-- Start Materials provided --

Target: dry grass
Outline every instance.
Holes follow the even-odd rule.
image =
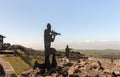
[[[29,65],[27,65],[20,57],[7,55],[2,57],[5,61],[9,62],[13,67],[16,75],[19,75],[21,72],[30,69]]]

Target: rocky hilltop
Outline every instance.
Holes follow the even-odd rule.
[[[84,57],[66,57],[57,59],[54,70],[31,69],[21,73],[20,77],[120,77],[120,61]]]

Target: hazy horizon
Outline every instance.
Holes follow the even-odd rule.
[[[50,23],[60,32],[52,46],[64,49],[120,49],[119,0],[1,0],[0,34],[5,42],[44,49]]]

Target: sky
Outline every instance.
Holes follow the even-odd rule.
[[[44,49],[47,23],[61,33],[54,48],[120,49],[120,0],[0,0],[6,43]]]

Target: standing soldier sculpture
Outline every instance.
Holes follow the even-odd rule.
[[[47,29],[44,31],[44,47],[45,47],[45,67],[47,69],[51,69],[52,66],[54,67],[57,66],[56,60],[55,60],[55,48],[51,48],[51,42],[54,42],[55,36],[60,35],[60,33],[57,33],[55,31],[51,30],[51,25],[48,23],[47,24]],[[50,64],[49,57],[52,54],[53,58],[52,59],[52,65]]]
[[[72,48],[69,48],[69,46],[67,45],[66,48],[65,48],[66,58],[69,58],[70,50],[72,50]]]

-- End Materials provided --

**What the task asks**
Turn the records above into a JSON list of strings with one string for each line, skipping any blank lines. Leave the pictures out.

**Answer to this exercise**
[
  "Target: dry grass",
  "Outline every instance.",
  "Holes follow the even-odd rule.",
  "image =",
  "[[[29,65],[27,65],[20,57],[7,55],[2,57],[5,61],[9,62],[13,67],[16,75],[19,75],[21,72],[30,69]]]",
  "Target: rocky hilltop",
  "Outline every instance.",
  "Holes follow the even-odd rule.",
  "[[[84,57],[66,57],[57,59],[54,70],[31,69],[21,73],[20,77],[120,77],[120,61]]]",
  "Target: hazy horizon",
  "Outline every instance.",
  "Holes follow the even-odd rule.",
  "[[[50,23],[60,32],[52,46],[64,49],[120,49],[119,0],[1,0],[0,34],[5,42],[44,49]]]",
  "Target: sky",
  "Outline every instance.",
  "Holes follow the even-odd rule.",
  "[[[44,49],[47,23],[61,33],[54,48],[120,49],[120,0],[0,0],[6,43]]]",
  "Target: standing soldier sculpture",
  "Outline every instance.",
  "Holes follow the even-odd rule.",
  "[[[47,29],[44,31],[44,47],[45,47],[45,67],[47,69],[51,69],[52,66],[54,67],[57,66],[56,60],[55,60],[55,48],[51,48],[51,42],[54,42],[55,36],[60,35],[60,33],[57,33],[55,31],[51,30],[51,25],[48,23],[47,24]],[[50,64],[49,57],[52,54],[53,58],[52,59],[52,65]]]",
  "[[[72,48],[69,48],[69,46],[67,45],[66,48],[65,48],[66,58],[69,58],[70,50],[72,50]]]"
]